The entries are to be returned exactly as written.

(Saved entries)

· · · · · · ·

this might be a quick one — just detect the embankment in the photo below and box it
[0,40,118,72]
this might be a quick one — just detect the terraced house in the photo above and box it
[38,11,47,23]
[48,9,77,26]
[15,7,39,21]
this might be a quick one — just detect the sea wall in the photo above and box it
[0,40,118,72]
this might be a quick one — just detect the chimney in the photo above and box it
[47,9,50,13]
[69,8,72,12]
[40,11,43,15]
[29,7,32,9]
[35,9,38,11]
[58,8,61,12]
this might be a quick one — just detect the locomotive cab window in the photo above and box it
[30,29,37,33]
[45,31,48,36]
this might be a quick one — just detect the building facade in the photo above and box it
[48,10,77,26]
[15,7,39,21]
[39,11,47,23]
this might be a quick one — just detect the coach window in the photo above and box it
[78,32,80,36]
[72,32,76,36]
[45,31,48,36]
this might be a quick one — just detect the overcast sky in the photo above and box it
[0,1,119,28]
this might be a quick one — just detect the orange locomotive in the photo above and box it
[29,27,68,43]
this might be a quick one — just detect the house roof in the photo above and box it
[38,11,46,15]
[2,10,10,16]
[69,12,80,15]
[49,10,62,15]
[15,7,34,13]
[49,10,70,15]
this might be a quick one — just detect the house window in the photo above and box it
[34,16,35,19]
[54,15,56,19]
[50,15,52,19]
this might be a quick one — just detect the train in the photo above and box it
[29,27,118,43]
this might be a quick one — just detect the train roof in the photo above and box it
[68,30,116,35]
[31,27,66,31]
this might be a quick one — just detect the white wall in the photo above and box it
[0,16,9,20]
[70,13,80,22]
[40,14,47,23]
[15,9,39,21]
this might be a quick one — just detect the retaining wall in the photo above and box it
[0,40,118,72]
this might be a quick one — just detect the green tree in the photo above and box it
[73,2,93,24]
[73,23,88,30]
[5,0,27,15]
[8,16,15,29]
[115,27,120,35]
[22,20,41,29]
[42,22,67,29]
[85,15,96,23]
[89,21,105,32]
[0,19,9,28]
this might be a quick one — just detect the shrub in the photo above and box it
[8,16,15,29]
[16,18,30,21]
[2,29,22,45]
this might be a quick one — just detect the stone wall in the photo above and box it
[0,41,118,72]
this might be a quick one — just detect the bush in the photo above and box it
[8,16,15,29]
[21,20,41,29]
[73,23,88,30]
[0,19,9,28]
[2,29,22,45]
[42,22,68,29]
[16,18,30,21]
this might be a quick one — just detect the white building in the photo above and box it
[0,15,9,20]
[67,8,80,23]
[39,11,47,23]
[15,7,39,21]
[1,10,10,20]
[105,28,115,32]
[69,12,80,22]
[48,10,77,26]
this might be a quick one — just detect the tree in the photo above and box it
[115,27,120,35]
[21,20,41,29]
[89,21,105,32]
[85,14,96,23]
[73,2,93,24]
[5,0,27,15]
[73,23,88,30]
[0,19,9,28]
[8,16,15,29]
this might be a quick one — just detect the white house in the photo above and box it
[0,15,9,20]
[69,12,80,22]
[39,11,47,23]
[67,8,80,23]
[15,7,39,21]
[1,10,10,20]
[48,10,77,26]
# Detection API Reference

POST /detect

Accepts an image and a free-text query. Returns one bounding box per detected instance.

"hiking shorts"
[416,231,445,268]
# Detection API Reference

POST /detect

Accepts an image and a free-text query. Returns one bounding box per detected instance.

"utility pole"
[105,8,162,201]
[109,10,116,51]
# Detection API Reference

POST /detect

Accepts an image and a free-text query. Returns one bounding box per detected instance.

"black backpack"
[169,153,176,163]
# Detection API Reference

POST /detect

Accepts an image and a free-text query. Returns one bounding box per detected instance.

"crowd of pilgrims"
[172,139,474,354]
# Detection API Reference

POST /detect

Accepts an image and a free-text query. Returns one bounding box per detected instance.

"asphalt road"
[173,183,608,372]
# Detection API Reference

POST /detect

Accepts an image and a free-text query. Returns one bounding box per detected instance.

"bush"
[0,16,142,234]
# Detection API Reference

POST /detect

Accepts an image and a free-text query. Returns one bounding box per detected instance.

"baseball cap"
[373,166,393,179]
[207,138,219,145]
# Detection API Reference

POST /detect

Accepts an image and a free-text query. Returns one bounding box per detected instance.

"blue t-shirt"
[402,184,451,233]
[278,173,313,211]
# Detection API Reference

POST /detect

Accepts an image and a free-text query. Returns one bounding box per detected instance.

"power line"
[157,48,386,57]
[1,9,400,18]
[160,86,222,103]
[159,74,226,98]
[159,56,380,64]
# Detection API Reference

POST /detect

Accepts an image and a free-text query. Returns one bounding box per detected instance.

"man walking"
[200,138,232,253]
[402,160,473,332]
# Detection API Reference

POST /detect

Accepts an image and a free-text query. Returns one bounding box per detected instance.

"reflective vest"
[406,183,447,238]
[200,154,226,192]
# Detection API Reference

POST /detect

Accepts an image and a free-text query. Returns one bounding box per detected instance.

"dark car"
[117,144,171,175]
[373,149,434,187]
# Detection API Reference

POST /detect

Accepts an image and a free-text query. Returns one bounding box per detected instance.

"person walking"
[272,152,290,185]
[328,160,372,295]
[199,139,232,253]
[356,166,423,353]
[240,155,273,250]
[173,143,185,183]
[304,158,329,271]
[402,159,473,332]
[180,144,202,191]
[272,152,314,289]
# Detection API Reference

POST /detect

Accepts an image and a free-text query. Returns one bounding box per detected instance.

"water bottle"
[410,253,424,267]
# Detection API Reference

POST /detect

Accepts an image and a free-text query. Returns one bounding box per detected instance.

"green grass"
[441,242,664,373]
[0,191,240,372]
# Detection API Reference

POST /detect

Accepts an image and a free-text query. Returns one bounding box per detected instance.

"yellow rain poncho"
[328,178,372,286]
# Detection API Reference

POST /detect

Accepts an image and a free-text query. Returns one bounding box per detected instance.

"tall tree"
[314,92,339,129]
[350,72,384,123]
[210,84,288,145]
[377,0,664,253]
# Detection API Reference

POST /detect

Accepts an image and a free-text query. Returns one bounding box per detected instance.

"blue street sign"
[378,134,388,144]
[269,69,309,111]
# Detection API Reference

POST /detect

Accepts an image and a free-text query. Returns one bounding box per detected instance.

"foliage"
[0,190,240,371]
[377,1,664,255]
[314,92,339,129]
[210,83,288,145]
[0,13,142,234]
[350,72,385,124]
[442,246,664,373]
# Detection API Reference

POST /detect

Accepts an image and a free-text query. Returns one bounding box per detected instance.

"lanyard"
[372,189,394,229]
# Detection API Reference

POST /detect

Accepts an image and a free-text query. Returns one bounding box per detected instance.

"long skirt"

· · · · · · ·

§ **RESULT OF THIS TASK**
this might be a quick one — just detect the embankment in the photo below and box it
[0,40,118,72]
this might be a quick one — just detect the terraced house in the photo above and box it
[38,11,47,23]
[48,9,77,26]
[15,7,39,21]
this might be a quick one — just detect the sea wall in the photo above and box it
[0,40,118,72]
this might be a quick one — just detect the chimney in the photo above and box it
[47,9,50,13]
[69,8,72,12]
[40,11,43,15]
[29,7,32,9]
[35,9,38,11]
[58,8,61,12]
this might be a quick one — just detect the locomotive cab window in the photo above and box it
[30,29,37,33]
[45,31,48,36]
this might be a quick one — just detect the building facade in the photo above and box it
[48,10,77,26]
[15,7,39,21]
[39,11,47,23]
this might be a quick one — just detect the coach window in the photo above and box it
[78,32,80,36]
[72,32,76,36]
[45,31,48,36]
this might be a quick one — just detect the overcast sky in the photo above and box it
[0,1,119,28]
this might be a quick one — just detect the orange locomotive in the photo above and box it
[29,27,68,43]
this might be a quick one — just detect the house roof in the photo above and box it
[38,11,46,15]
[2,10,10,16]
[69,12,80,15]
[49,10,62,15]
[15,7,34,13]
[49,10,70,15]
this might be a quick one — just detect the house window in the photo above and box it
[34,16,35,19]
[54,15,56,19]
[50,15,52,19]
this might be a quick one — just detect the train in the photo above and box it
[29,27,118,43]
this might be a quick one — just detect the train roof in the photo above and box it
[68,30,116,35]
[31,27,66,31]
this might be a quick one — just detect the white wall in the photo above and box it
[0,16,9,20]
[70,13,80,22]
[40,14,47,23]
[15,9,39,21]
this might be a quick one — just detect the retaining wall in the photo above and box it
[0,40,118,72]
this might be a quick one — just detect the green tree in the photo above and box it
[73,2,93,24]
[73,23,88,30]
[5,0,27,15]
[8,16,15,29]
[115,27,120,35]
[22,20,41,29]
[42,22,67,29]
[85,15,96,23]
[89,21,105,32]
[0,19,9,28]
this might be a quick one — just detect the shrub in the photo above and box it
[8,16,15,29]
[16,18,30,21]
[2,29,22,45]
this might be a quick one — just detect the stone wall in the photo above and box it
[0,41,118,72]
this might be a quick one — just detect the bush in the photo above and box it
[8,16,15,29]
[21,20,41,29]
[73,23,88,30]
[0,19,9,28]
[2,29,22,45]
[42,22,68,29]
[16,18,30,21]
this might be a quick one — just detect the white building in the photo above and box it
[0,15,9,20]
[67,8,80,23]
[39,11,47,23]
[15,7,39,21]
[1,10,10,20]
[105,28,115,32]
[69,12,80,22]
[48,10,77,26]
this might be a quick one — just detect the tree in the photo above and box it
[115,27,120,35]
[21,20,41,29]
[89,21,105,32]
[85,14,96,23]
[73,2,93,24]
[5,0,27,15]
[73,23,88,30]
[0,19,9,28]
[8,16,15,29]
this might be a quick one — just detect the white house in the photo above and box it
[0,15,9,20]
[69,12,80,22]
[39,11,47,23]
[67,8,80,23]
[15,7,39,21]
[1,10,10,20]
[48,10,77,26]
# Detection API Reference

POST /detect

Accepts an image and a free-text query. Returns one bounding box per detected instance.

"hiking shorts"
[416,231,445,268]
# Detection API Reference

POST /detect

Accepts an image and a free-text query. Returns one bounding box per detected instance.

"utility pole"
[105,8,162,201]
[109,10,116,51]
# Detection API Reference

POST /detect

Accepts an image and a free-text query. Returns one bounding box per detected instance.

"black backpack"
[169,153,176,163]
# Detection API Reference

POST /detect

Accepts an image and a free-text query. Returns one bounding box per detected instance.

"crowd of pilgrims"
[172,139,474,354]
# Detection API Reference

POST /detect

Accepts an image and a free-text query. Returns one bounding box per detected instance.

"asphalt road"
[173,183,608,372]
# Detection API Reference

POST /detect

Accepts an image and a free-text query. Returns one bounding box per detected instance.

"bush"
[0,16,142,234]
# Detection API Reference

POST /detect

Accepts an image and a free-text query. Returns one bounding box per detected instance.

"baseball cap"
[373,166,393,179]
[207,138,219,145]
# Detection API Reference

POST /detect

Accepts an image and a free-text query. Returns one bounding box per detected instance.

"blue t-shirt"
[402,184,451,233]
[278,173,313,211]
# Detection API Reference

POST /detect

Accepts an image and a free-text query. Returns one bounding box per detected instance.

"power line"
[157,48,386,57]
[1,9,400,18]
[160,86,222,103]
[159,74,226,98]
[159,56,380,64]
# Detection API Reference

POST /detect

Accepts an image and a free-text query. Returns one bounding box per detected instance.

"man walking"
[200,138,232,253]
[402,160,473,332]
# Detection API Reference

POST /detect

Accepts an image and a free-text query. Returns one bounding box per detected instance.

"reflective vest"
[406,183,447,238]
[200,154,226,192]
# Detection API Reference

POST /detect

Accepts an image and a free-text query. Returns one bounding box per detected instance.

"dark car"
[117,144,171,175]
[373,149,434,187]
# Detection API Reference

POST /detect

Accepts an image and a free-text query. Returns one bounding box per detected instance.

"person walking"
[272,152,290,185]
[328,160,372,295]
[199,139,232,253]
[356,166,423,353]
[240,155,273,250]
[173,143,185,183]
[304,158,329,271]
[402,159,473,332]
[180,144,202,191]
[272,152,314,289]
# Detection API Reference

POST /detect

Accepts an image and a free-text query. Returns one bounding box per detected instance.

"water bottle"
[410,253,424,267]
# Detection API Reference

POST /detect

Accepts an image and a free-text query. Returns one bounding box per detected instance.

"green grass"
[441,242,664,373]
[0,191,240,372]
# Detection API Reference

POST /detect

Accepts an image and a free-text query. Returns one bounding box per detected instance.

"yellow rain poncho"
[328,178,372,286]
# Detection API Reference

POST /detect

Accepts an image and a free-text query. Returns one bounding box per detected instance.

"tall tree"
[314,92,339,129]
[350,72,384,123]
[210,84,288,145]
[377,0,664,253]
# Detection API Reference

POST /detect

Accepts an image and a free-text query. Returns one bounding box per detected instance.

"blue street sign"
[378,134,388,144]
[269,69,309,111]
# Detection API Reference

POST /detect

Accepts an image and a free-text query. Returns one bounding box per detected instance.

"foliage"
[0,190,240,371]
[377,1,664,255]
[314,92,339,129]
[210,83,288,145]
[0,13,142,234]
[350,72,385,124]
[442,246,664,373]
# Detection API Reference

POST /detect

Accepts an image and a free-text query. Returns one bounding box per detected instance.

"lanyard"
[372,189,394,229]
# Detection API Reference

POST /detect

Accepts an image and a free-text query. Returns one bounding box per detected instance.

"long skirt"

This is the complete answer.